[TAREA 1]
En el ensayo sobre Ovidio, ¿de qué trata la segunda elegía del libro I?
[TAREA 2]
Transcribe sin cambios el fragmento del ensayo sobre Ovidio que empieza con "En el metro" y sigue hasta "las pasiones individuales.".

[TEXTO DE LECTURA]
○ ○ ○ ○ ○ ○ ○

OVIDIO METAMORFOSEADO –por Edgardo Dobry

Cuando Calasso dice –al principio del capítulo VII de El cazador celeste, en el fragmento del libro que abre el número 39 de Hablar de Poesía– que “el dios [Cupido] le había arrancado un pie a los hexámetros y los había suavizado en dísticos elegiacos” está parafraseando el comienzo de la elegía I, I de Ovidio. Cito por la traducción en prosa de Vicente Cristóbal López (en Gredos): “Me disponía a escribir en ritmo solemne hechos de armas y guerras violentas, de modo que el tema se ajustara al metro. El verso de abajo era igual que el de arriba, pero Cupido se echó a reír y le sustrajo un pie, según cuentan”.

            En el metro épico, todos los versos tienen seis pies; el poema elegíaco, en cambio, se compone sobre una unidad mínima de dos versos, constituido por un hexámetro y un pentámetro. La explicación de Ovidio expresa el surgimiento mítico de la elegía erótica latina como una adecuación imperiosa de forma y contenido: al arrancar un pie con un flechazo, Cupido impide al poeta cantar asuntos graves, públicos, de Estado, como la guerra, y lo obliga a dedicarse a cuestiones de alcoba, privados. La poesía erótica, surgida así como sustracción, impone un nuevo ritmo y obliga al poeta a abandonar las cuestiones serias, que son las que exceden el ámbito de las pasiones individuales.

Ovidio dice que “Cupido se echó a reír” en el momento de arrebatarle un pie con su arco. La fundación de la poesía amorosa no se describe como acto imperioso sino como travesura; Góngora dirá: “Ciego que apuntas y atinas,/ caduco dios y rapaz,/ vendado que me has vendido/ y niño mayor de edad…”, llevando al romance la exagerada suma de oxímoron tan del gusto barroco. En todo caso, el íncipit de Ovidio es el umbral de una muy meditada preparación de la escena amorosa. La primera elegía del libro I no habla del amor sino que muestra al propio poema herido por la flecha de Cupido: la escena de la escritura antecede a la de aquello que ha de ser escrito. El hecho de que sea el propio Cupido el que sustrae un pie y amputa la forma épica para convertirla en erótica hace del dios un creador de la poética, más que del poema: la forma es anterior al asunto, lo determina. La segunda elegía trata del insomnio causado por la ansiedad amorosa; en la tercera promete fidelidad a su amada si ella se le entrega: fidelidad poética: “Ofrécete a mí como argumento fecundo para mis versos: surgirán versos dignos de quien los inspira”. La cuarta desvela una parte inesperada de la historia: la amada está casada: “Tu marido tiene que acudir con nosotros al mismo banquete: ¡Ojalá esa comida sea para él la última! Tal es mi ruego. ¿De modo que tendré que contemplar a la mujer que quiero tan solo como un invitado más?”. Como dice Paul Veyne: la Corina de Ovidio, como la Cincia de Propercio y la Delia de Tibulo son “irregulares”, son “aquellas con quienes uno no se casa”: objeto de deseo, no proyecto de vida. Finalmente, en la elegía I,5 aparece la amada, en una de las siestas de verano más ardientes de la tradición universal: “Hacía calor y la jornada pasaba ya del mediodía. Tendí mi cuerpo en el centro del lecho para descansar… He aquí que llega Corina, vestida con una túnica sin ceñir, su cabellera peinada en dos mitades cubriéndole el blanco cuello… Le arranqué la túnica, aunque por lo fina que era apenas suponía estorbo; ella sin embargo luchaba por taparse; y luchando como su no quisiera vencer, fue vencida, mas sin dolerse de su rendición”.

○ ○ ○ ○ ○ ○ ○

[EXTRACTO DE DATOS]
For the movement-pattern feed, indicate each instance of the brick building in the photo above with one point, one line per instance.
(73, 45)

○ ○ ○ ○ ○ ○ ○

[SOLUCIÓN DESARROLLADA 1]
Del insomnio causado por la ansiedad amorosa.

[SOLUCIÓN DESARROLLADA 2]
En el metro épico, todos los versos tienen seis pies; el poema elegíaco, en cambio, se compone sobre una unidad mínima de dos versos, constituido por un hexámetro y un pentámetro. La explicación de Ovidio expresa el surgimiento mítico de la elegía erótica latina como una adecuación imperiosa de forma y contenido: al arrancar un pie con un flechazo, Cupido impide al poeta cantar asuntos graves, públicos, de Estado, como la guerra, y lo obliga a dedicarse a cuestiones de alcoba, privados. La poesía erótica, surgida así como sustracción, impone un nuevo ritmo y obliga al poeta a abandonar las cuestiones serias, que son las que exceden el ámbito de las pasiones individuales.